Your instructions
Please continue the gap sub document segment from its final sentence, writing what comes next.

Document segment
The gap sub may be conveyed using wireline, slickline, or coiled
tubing, such that these conveyances may be passed through the gap
sub and a repeater may be located in the piping string. In some
embodiments, an electrical conductor may pass through a dielectric
thermoplastic material. The voltage difference between the two
electrically insulated elements of the sub may be controlled by
applying a voltage to this electrical conductor from a cavity
within the gap sub. The design may be used for short range EM
communication in an EM system.
[0050] As illustrated in FIG. 12, a gap sub may include a male sub
and a female sub which are electrically conductive, and an
insulation between the male and female subs. The insulation gap may
be filled with nonconductive plastic material (e.g., by injection).
A probe may be configured in the gap sub to create a voltage
difference across the gap sub through the metal centralizers in
contact with the inner bore of the gap sub. A conductor channel may
be created across the electrical insulation structure, as shown in
FIG. 13, between an electronic pocket on one side of the insulation
and the other side of the insulation. An insulated conductor inside
the conductor channel may control the electrical potential of the
male sub from the electronic cartridge. As there may be limited
space between the male and female threads of the male and female
subs, the relative positions of the two threads may not be
controlled precisely. In some embodiments, a groove may be cut in
the female thread in which the channel may terminate. As
illustrated in FIG. 14, this may prevent the conductor from
contacting both male and female subs at the same time, which would
create a short between the two elements of the gap sub.
[0051] Once the male and female subs are assembled together,
similarly to the current dry assembly process, an insulated
electrical conductor may be run through the conductor channel until
it contacts the male sub. The insulated electrical conductor may
then be secured before the injection of the dielectric
thermoplastic. Once the injection is complete, the electrical
potential of the male sub may be controlled from the electronic
pocket through an insulated conductor termination, as illustrated
in FIG. 15. As illustrated in FIG. 16, several conductor channels
may be created radially, if high currents are required to be passed
through.

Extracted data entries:
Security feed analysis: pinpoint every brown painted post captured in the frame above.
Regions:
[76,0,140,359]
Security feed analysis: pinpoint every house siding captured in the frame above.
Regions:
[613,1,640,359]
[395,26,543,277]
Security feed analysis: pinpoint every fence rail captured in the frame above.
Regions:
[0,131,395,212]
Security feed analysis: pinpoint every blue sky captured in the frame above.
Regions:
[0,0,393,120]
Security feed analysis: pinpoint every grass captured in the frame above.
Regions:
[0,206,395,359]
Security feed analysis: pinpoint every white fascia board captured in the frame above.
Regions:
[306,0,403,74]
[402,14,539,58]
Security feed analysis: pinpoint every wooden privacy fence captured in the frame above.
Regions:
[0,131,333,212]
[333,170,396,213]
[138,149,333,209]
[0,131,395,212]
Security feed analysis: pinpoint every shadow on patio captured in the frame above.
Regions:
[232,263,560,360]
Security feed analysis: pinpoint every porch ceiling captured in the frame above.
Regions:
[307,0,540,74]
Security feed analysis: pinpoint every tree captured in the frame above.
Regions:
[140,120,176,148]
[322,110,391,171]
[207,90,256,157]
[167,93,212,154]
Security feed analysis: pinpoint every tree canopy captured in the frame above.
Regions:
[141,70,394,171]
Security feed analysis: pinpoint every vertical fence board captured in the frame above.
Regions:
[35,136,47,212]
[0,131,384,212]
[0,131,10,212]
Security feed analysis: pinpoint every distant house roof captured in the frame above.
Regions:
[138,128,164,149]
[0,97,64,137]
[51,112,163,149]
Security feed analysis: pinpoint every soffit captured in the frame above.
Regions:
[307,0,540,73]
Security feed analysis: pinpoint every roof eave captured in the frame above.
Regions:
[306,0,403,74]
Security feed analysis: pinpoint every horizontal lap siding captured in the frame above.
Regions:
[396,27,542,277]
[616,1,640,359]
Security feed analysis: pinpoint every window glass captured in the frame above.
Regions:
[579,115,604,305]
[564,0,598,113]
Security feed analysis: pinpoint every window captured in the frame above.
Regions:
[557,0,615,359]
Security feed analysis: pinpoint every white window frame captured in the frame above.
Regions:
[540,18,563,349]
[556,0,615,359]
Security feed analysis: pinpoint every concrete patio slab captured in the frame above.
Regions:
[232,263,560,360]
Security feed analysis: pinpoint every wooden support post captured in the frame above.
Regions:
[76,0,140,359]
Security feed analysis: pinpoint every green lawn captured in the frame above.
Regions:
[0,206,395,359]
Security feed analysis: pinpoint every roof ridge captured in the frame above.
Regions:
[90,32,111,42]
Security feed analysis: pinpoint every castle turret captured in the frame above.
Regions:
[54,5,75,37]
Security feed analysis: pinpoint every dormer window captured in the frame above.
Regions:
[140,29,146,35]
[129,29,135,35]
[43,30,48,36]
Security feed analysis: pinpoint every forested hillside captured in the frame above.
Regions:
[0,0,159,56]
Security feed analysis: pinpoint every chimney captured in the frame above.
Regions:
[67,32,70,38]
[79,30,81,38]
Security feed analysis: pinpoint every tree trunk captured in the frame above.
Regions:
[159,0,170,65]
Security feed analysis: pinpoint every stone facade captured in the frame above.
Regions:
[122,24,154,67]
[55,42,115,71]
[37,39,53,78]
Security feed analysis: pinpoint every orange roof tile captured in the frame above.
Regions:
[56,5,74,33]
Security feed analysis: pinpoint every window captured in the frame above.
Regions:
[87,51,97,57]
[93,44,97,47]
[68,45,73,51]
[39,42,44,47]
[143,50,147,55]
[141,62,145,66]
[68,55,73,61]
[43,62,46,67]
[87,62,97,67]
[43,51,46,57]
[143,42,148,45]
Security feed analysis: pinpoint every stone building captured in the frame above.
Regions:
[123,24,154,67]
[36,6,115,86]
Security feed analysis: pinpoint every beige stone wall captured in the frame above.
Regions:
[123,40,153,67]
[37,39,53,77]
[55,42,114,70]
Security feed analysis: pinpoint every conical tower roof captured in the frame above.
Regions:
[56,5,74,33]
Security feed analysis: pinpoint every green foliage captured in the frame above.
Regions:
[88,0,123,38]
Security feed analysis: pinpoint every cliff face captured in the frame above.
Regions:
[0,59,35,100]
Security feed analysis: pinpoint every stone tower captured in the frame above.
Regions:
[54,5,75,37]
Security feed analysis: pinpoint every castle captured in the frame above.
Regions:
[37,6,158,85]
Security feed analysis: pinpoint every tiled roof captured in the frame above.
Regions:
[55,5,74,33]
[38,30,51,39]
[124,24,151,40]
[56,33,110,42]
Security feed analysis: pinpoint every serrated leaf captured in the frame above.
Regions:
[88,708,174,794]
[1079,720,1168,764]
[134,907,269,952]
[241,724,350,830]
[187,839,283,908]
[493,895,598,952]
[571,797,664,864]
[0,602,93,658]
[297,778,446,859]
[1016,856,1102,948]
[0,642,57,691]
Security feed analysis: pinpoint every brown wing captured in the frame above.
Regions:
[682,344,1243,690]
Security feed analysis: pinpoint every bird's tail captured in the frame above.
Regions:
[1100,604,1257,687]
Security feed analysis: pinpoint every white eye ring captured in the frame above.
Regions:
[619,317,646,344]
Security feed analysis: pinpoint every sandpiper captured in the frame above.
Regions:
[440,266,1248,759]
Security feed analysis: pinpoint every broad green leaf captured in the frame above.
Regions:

Task answer
[0052] In accordance with the present techniques, variations of the
conductor channel are possible by changing the location of the
channel, in particular the distance to the center line and the
angle from the center line anywhere from 0 to 180 degrees. The
channel can be created before injection or after injection. For
example, FIG. 17A shows a conductor channel created along the outer
diameter of the sub, creating a groove parallel to the axis of the
sub. The electrically insulated conductor may be positioned in the
groove, such that it can be accessed and secured by potting or
welding. FIG. 17B illustrates a configuration where the radial
conductor channel is drilled through the female sub to go through
the insulating structure and connect to the male sub. This
embodiment may protect the structural integrity of the insulating
structure on the outer diameter that is exposed to abrasion and
shock while drilling. FIG. 17C illustrates another embodiment where
an angular hole is drilled through the insulating structure.
Additionally, FIG. 17D illustrates an embodiment drilling a
conductor channel after thermoplastic injection.
[0053] In some embodiments, the methods of the present disclosure
may be executed by a computing system. FIG. 10 illustrates an
example of such a computing system 1000, in accordance with some
embodiments. The computing system 1000 may include a computer or
computer system 1001A, which may be an individual computer system
1001A or an arrangement of distributed computer systems. The
computer system 1001A includes one or more analysis modules 1002
that are configured to perform various tasks according to some
embodiments, such as one or more methods disclosed herein. To
perform these various tasks, the analysis module 1002 executes
independently, or in coordination with, one or more processors
1004, which is (or are) connected to one or more storage media
1006. The processor(s) 1004 is (or are) also connected to a network
interface 1007 to allow the computer system 1001A to communicate
over a data network 1009 with one or more additional computer
systems and/or computing systems, such as 1001B, 1001C, and/or
1001D (note that computer systems 1001B, 1001C and/or 1001D may or
may not share the same architecture as computer system 1001A, and
may be located in different physical locations, e.g., computer
systems 1001A and 1001B may be located in a processing facility,
while in communication with one or more computer systems such as
1001C and/or 1001D that are located in one or more data centers,
and/or located in varying countries on different continents).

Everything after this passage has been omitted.